— start of INPUT RECORDS —

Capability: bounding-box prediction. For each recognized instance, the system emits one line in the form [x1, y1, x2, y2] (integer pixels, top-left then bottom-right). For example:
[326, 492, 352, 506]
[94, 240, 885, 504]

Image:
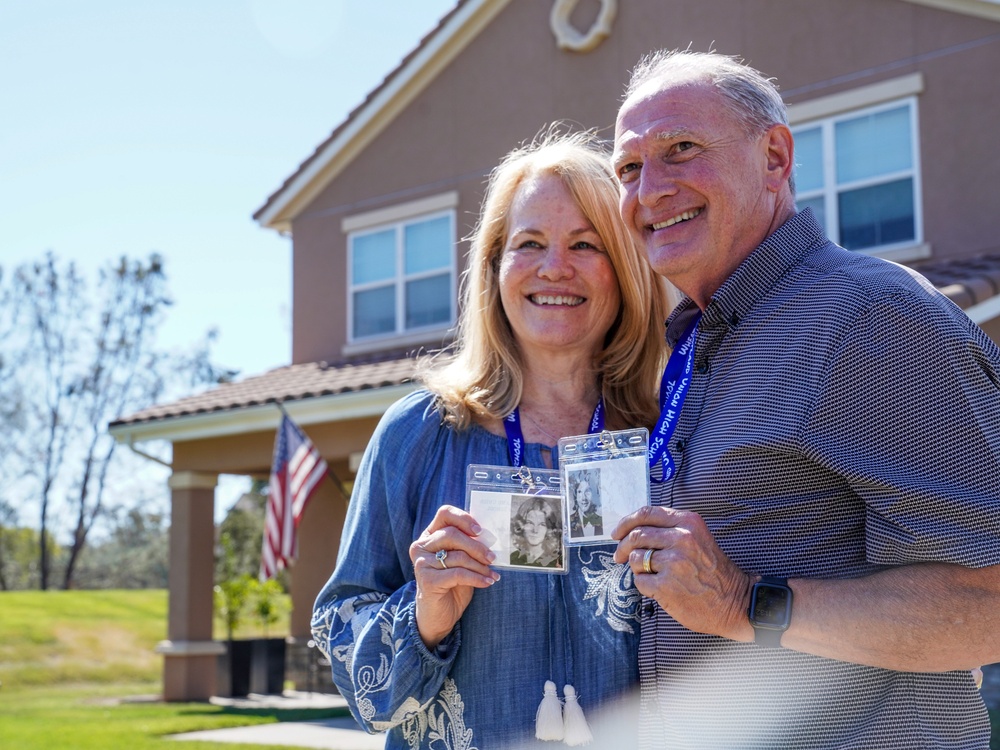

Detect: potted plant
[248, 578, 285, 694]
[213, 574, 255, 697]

— end of INPUT RECORDS —
— start of INPUT RECORDS —

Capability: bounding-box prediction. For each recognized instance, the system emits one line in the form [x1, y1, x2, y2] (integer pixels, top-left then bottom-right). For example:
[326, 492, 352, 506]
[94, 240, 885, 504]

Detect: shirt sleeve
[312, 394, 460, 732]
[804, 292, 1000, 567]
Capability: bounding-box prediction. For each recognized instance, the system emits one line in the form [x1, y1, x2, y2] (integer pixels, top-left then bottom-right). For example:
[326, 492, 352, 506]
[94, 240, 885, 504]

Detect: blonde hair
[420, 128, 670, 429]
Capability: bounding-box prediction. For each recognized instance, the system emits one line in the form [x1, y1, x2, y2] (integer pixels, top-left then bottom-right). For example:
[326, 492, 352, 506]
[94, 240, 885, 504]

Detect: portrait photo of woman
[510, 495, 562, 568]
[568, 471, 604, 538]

— end of INPUT RECORDS —

Please list every line of the material above that contains the word "Detect", copying each such line in full. Count only matches with the same capitalization.

Detect: potted plant
Detect: shirt sleeve
Detect: blonde hair
Detect: portrait photo of woman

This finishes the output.